■ **Written instruction**
Retype the records below exactly as they appear.

■ **Records for the exercise**
————————
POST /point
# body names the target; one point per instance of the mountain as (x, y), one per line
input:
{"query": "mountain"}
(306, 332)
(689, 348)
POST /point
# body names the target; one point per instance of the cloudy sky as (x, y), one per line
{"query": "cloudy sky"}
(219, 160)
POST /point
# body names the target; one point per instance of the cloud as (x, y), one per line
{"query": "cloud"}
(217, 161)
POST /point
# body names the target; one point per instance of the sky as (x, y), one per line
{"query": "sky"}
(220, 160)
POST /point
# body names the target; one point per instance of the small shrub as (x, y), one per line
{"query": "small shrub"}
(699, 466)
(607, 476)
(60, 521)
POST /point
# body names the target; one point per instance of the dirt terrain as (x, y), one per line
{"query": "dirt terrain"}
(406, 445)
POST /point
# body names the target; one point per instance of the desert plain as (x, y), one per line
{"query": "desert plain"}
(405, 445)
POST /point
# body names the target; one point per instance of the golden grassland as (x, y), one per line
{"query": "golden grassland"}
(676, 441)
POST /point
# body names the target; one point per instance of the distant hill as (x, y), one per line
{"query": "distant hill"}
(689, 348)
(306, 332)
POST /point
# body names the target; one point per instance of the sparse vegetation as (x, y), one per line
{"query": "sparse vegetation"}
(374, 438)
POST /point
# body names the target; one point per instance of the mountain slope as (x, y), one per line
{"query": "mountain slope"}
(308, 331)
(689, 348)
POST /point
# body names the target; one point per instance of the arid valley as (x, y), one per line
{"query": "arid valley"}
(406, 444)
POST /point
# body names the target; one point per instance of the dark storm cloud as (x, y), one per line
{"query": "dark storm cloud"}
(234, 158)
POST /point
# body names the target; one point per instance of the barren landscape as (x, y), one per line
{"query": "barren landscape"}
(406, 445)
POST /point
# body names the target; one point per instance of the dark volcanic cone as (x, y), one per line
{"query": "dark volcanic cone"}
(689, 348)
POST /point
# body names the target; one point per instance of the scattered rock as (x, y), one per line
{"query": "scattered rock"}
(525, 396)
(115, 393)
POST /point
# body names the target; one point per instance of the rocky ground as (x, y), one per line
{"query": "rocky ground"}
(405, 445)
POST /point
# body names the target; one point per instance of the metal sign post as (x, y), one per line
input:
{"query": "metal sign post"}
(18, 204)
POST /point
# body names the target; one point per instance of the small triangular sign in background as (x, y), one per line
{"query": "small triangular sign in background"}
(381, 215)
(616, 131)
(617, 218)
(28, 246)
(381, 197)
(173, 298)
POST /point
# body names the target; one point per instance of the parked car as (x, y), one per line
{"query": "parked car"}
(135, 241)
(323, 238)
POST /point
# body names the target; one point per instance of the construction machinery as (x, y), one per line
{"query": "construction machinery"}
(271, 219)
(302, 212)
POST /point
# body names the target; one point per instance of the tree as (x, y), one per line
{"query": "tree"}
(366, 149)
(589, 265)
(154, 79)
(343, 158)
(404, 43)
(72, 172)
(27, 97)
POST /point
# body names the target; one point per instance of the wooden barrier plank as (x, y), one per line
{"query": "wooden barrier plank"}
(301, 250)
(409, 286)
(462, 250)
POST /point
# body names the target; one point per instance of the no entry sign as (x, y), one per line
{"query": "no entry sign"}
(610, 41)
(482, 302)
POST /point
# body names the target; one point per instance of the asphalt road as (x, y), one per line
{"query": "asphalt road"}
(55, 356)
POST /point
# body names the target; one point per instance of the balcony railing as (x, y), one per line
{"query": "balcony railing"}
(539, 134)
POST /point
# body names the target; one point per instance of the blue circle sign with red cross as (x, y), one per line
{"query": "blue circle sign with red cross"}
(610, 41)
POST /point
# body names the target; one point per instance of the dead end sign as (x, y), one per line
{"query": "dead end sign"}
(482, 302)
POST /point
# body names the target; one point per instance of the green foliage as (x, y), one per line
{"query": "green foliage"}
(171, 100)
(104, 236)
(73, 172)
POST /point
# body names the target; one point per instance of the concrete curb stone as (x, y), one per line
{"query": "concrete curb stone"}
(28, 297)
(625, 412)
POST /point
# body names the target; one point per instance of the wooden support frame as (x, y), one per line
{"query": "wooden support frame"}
————————
■ **Correct response**
POST /point
# body names the target; one point per instance of the mountain as (x, y), one per line
input:
{"query": "mountain"}
(306, 332)
(689, 348)
POST /point
# body names the target; one point per instance of the cloudy sky as (x, y), one per line
{"query": "cloudy sky"}
(219, 160)
POST /point
# body names the target; one point per instance of the cloud as (x, y), one per line
{"query": "cloud"}
(217, 161)
POST /point
# body names the target; one point per instance of the sky as (x, y), one per line
{"query": "sky"}
(220, 160)
POST /point
# body names the target; one point per instance of the small shrub as (x, y), one per line
{"query": "small shrub"}
(699, 466)
(607, 476)
(60, 521)
POST /point
# body names the target; one point per instance of the dirt terrain as (x, y), one per line
{"query": "dirt terrain"}
(406, 445)
POST /point
# body names the target; one point per instance of the desert plain as (x, y), one per line
{"query": "desert plain"}
(405, 445)
POST /point
# body names the target; one point per instance of the golden grassland as (x, y), one per line
{"query": "golden grassland"}
(676, 441)
POST /point
# body names the target; one point per instance of the distant hill as (x, y), one per line
{"query": "distant hill"}
(689, 348)
(306, 332)
POST /point
# body names the target; one point per instance of the sparse vegetation as (x, y), one per line
{"query": "sparse vegetation"}
(374, 438)
POST /point
# body names the target; one point per instance of the mountain slope as (x, y), one per line
{"query": "mountain slope"}
(308, 331)
(689, 348)
POST /point
# body names the target; one point per instance of the arid valley as (x, y), one per line
{"query": "arid valley"}
(406, 444)
POST /point
# body names the target; one point per instance of the dark storm cloud as (x, y), one per line
{"query": "dark storm cloud"}
(234, 158)
POST /point
# body names the target; one point per instance of the barren landscape as (x, y), one per line
{"query": "barren landscape"}
(406, 445)
POST /point
# body names the target; one point per instance of the dark volcanic cone as (x, y), one per line
{"query": "dark volcanic cone"}
(689, 348)
POST /point
# body names the target; one point per instance of the scattered rock as (x, y), one per line
{"query": "scattered rock"}
(525, 396)
(115, 393)
POST /point
# body names the target; one point per instance of the rocky ground as (x, y), one per line
{"query": "rocky ground"}
(405, 445)
POST /point
# body names the target; one point per instance of the metal sign post as (x, y), one per line
input:
{"query": "metal sign post"}
(18, 204)
POST /point
# body names the target; one point per instance of the small triangular sign in background as (x, y), one per line
{"query": "small triangular sign in background"}
(381, 215)
(616, 131)
(617, 218)
(28, 246)
(381, 197)
(173, 298)
POST /point
# body names the target; one point per instance of the parked car as (x, y), one per line
{"query": "parked car"}
(135, 241)
(323, 238)
POST /point
# body names the target; one point per instance of the construction machinery as (x, y), one per line
{"query": "construction machinery"}
(271, 219)
(302, 212)
POST /point
# body names the target; one point per instance of the tree as (x, y), one per line
{"query": "tree"}
(366, 149)
(589, 265)
(154, 79)
(343, 158)
(404, 43)
(72, 172)
(27, 97)
POST /point
# body names the target; one point per instance of the wooden barrier plank as (x, y), one per line
{"query": "wooden barrier plank"}
(301, 250)
(409, 286)
(462, 250)
POST /point
# body names the target; one point per instance of the no entry sign as (x, y), one per line
{"query": "no entry sign"}
(610, 41)
(482, 302)
POST /point
# body names the target; one point per instance of the asphalt road as (x, y), one per line
{"query": "asphalt road"}
(55, 356)
POST /point
# body names the target; one point per instance of the balcony railing as (x, y), one per line
{"query": "balcony railing"}
(539, 134)
POST /point
# body names the target; one point per instance of the blue circle sign with red cross as (x, y), one per line
{"query": "blue circle sign with red cross"}
(610, 41)
POST /point
# body names the target; one point per instance of the dead end sign as (x, y), one per line
{"query": "dead end sign"}
(482, 302)
POST /point
# body names the target; one point per instance of the green foliage as (x, y), one per line
{"query": "green foliage"}
(171, 100)
(104, 236)
(73, 172)
POST /point
# body names the target; one point per instance of the concrete curb stone as (x, y), one per line
{"query": "concrete curb stone"}
(28, 297)
(625, 412)
POST /point
# body names the target; one point per instance of the wooden support frame as (x, y), one per line
{"query": "wooden support frame"}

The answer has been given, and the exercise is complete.